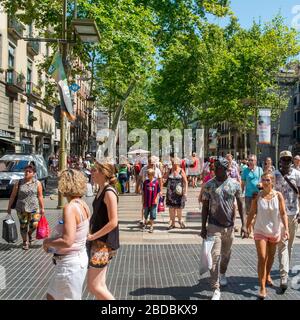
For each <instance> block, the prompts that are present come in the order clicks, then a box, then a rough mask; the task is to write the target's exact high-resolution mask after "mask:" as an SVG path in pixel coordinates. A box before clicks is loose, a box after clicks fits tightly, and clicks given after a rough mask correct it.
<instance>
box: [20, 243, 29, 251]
mask: <svg viewBox="0 0 300 320" xmlns="http://www.w3.org/2000/svg"><path fill="white" fill-rule="evenodd" d="M22 249H23V250H28V249H29V246H28V242H27V241H23V246H22Z"/></svg>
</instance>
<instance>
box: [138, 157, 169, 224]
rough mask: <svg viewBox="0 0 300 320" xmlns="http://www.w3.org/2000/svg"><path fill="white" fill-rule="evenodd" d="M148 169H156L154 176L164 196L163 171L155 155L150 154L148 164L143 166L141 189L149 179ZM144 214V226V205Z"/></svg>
mask: <svg viewBox="0 0 300 320" xmlns="http://www.w3.org/2000/svg"><path fill="white" fill-rule="evenodd" d="M148 169H153V170H154V178H155V179H157V180H158V183H159V187H160V194H159V196H162V190H163V182H162V173H161V171H160V169H159V168H158V167H157V158H156V157H155V156H149V157H148V164H147V165H146V166H144V167H142V169H141V171H140V181H141V189H143V184H144V182H145V181H146V180H147V179H149V177H148V174H147V171H148ZM141 213H142V216H141V220H140V225H141V227H144V208H143V207H142V210H141Z"/></svg>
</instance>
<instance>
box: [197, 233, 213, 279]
mask: <svg viewBox="0 0 300 320" xmlns="http://www.w3.org/2000/svg"><path fill="white" fill-rule="evenodd" d="M214 243H215V237H213V236H212V237H207V238H206V239H204V240H203V242H202V247H201V254H200V275H202V274H204V273H206V272H207V271H209V270H211V269H212V255H211V250H212V248H213V245H214Z"/></svg>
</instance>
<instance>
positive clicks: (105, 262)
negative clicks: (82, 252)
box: [89, 240, 114, 268]
mask: <svg viewBox="0 0 300 320" xmlns="http://www.w3.org/2000/svg"><path fill="white" fill-rule="evenodd" d="M89 246H90V257H89V266H90V267H92V268H104V267H105V266H107V265H108V263H109V261H110V260H111V259H112V257H113V255H114V251H113V249H112V248H111V247H110V246H108V245H107V244H106V243H105V242H103V241H101V240H93V241H91V243H90V244H89Z"/></svg>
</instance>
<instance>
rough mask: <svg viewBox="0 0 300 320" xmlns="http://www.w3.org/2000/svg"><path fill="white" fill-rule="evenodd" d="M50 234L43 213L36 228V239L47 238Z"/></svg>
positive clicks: (49, 231) (44, 217) (48, 224)
mask: <svg viewBox="0 0 300 320" xmlns="http://www.w3.org/2000/svg"><path fill="white" fill-rule="evenodd" d="M49 235H50V228H49V223H48V221H47V219H46V217H45V216H44V215H43V216H42V217H41V219H40V221H39V223H38V226H37V229H36V238H37V239H45V238H48V237H49Z"/></svg>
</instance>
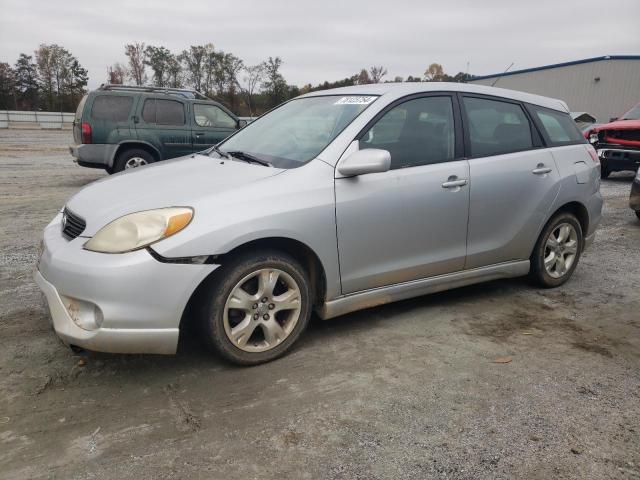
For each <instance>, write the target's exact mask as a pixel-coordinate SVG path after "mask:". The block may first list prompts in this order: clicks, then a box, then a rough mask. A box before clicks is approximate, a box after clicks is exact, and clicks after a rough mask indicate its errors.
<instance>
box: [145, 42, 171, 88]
mask: <svg viewBox="0 0 640 480" xmlns="http://www.w3.org/2000/svg"><path fill="white" fill-rule="evenodd" d="M171 57H172V55H171V52H170V51H169V50H168V49H166V48H165V47H156V46H153V45H149V46H148V47H147V48H146V49H145V59H144V63H145V65H148V66H149V67H150V68H151V71H152V72H153V84H154V85H156V86H158V87H166V86H167V84H168V82H169V62H170V60H171Z"/></svg>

____

WHAT YOU SHOULD DO
The entire listing above is to be copied exactly, with all pictures omitted.

FINAL ANSWER
For each <instance> block, the prompts that are present come in the order clicks, then a box, then a rough mask; the task is to write the target's exact high-resolution mask after "mask:" as an SVG path in pixel coordinates. A box before clicks is loose, a box after clicks fits tightly, and clicks given after a rough mask correct it.
<instance>
box: [20, 243, 29, 251]
mask: <svg viewBox="0 0 300 320" xmlns="http://www.w3.org/2000/svg"><path fill="white" fill-rule="evenodd" d="M22 249H23V250H28V249H29V246H28V242H27V241H23V246H22Z"/></svg>
</instance>
<instance>
box: [138, 157, 169, 224]
rough mask: <svg viewBox="0 0 300 320" xmlns="http://www.w3.org/2000/svg"><path fill="white" fill-rule="evenodd" d="M148 169H156L154 176L164 196L163 171L155 155L150 154L148 164L143 166L141 189L149 179ZM144 214V226V205Z"/></svg>
mask: <svg viewBox="0 0 300 320" xmlns="http://www.w3.org/2000/svg"><path fill="white" fill-rule="evenodd" d="M148 169H153V170H154V178H155V179H157V180H158V183H159V187H160V194H159V196H162V190H163V182H162V173H161V171H160V169H159V168H158V167H157V158H156V157H155V156H149V157H148V164H147V165H146V166H144V167H142V169H141V171H140V181H141V189H143V184H144V182H145V181H146V180H147V179H149V177H148V174H147V171H148ZM141 213H142V216H141V220H140V225H141V227H144V208H143V207H142V210H141Z"/></svg>
</instance>
<instance>
box: [197, 233, 213, 279]
mask: <svg viewBox="0 0 300 320" xmlns="http://www.w3.org/2000/svg"><path fill="white" fill-rule="evenodd" d="M214 243H215V237H213V236H212V237H207V238H206V239H204V240H203V242H202V247H201V254H200V275H202V274H204V273H206V272H207V271H209V270H211V269H212V255H211V250H212V248H213V245H214Z"/></svg>
</instance>
<instance>
positive clicks: (105, 262)
negative clicks: (82, 252)
box: [89, 240, 114, 268]
mask: <svg viewBox="0 0 300 320" xmlns="http://www.w3.org/2000/svg"><path fill="white" fill-rule="evenodd" d="M89 246H90V257H89V266H90V267H92V268H104V267H105V266H107V265H108V263H109V261H110V260H111V259H112V257H113V255H114V251H113V249H112V248H111V247H110V246H108V245H107V244H106V243H105V242H103V241H101V240H93V241H91V243H90V244H89Z"/></svg>
</instance>
<instance>
rough mask: <svg viewBox="0 0 300 320" xmlns="http://www.w3.org/2000/svg"><path fill="white" fill-rule="evenodd" d="M50 234L43 213L36 228V239L47 238Z"/></svg>
positive clicks: (49, 231) (44, 217) (48, 224)
mask: <svg viewBox="0 0 300 320" xmlns="http://www.w3.org/2000/svg"><path fill="white" fill-rule="evenodd" d="M49 235H50V228H49V223H48V221H47V219H46V217H45V216H44V215H43V216H42V217H41V219H40V221H39V223H38V226H37V229H36V238H37V239H45V238H48V237H49Z"/></svg>
</instance>
For each <instance>, write the target's exact mask as a pixel-coordinate SVG path after "mask:". The block may first list prompts in this order: clicks, then a box, then a rough mask. A box before clicks is approximate, a box after clicks is exact, and clicks after a rough mask indicate its errors.
<instance>
box: [145, 42, 171, 88]
mask: <svg viewBox="0 0 640 480" xmlns="http://www.w3.org/2000/svg"><path fill="white" fill-rule="evenodd" d="M171 57H172V55H171V52H170V51H169V50H168V49H166V48H165V47H156V46H153V45H149V46H148V47H147V48H146V49H145V59H144V63H145V65H148V66H149V67H150V68H151V71H152V72H153V84H154V85H156V86H158V87H166V86H167V84H168V82H169V62H170V60H171Z"/></svg>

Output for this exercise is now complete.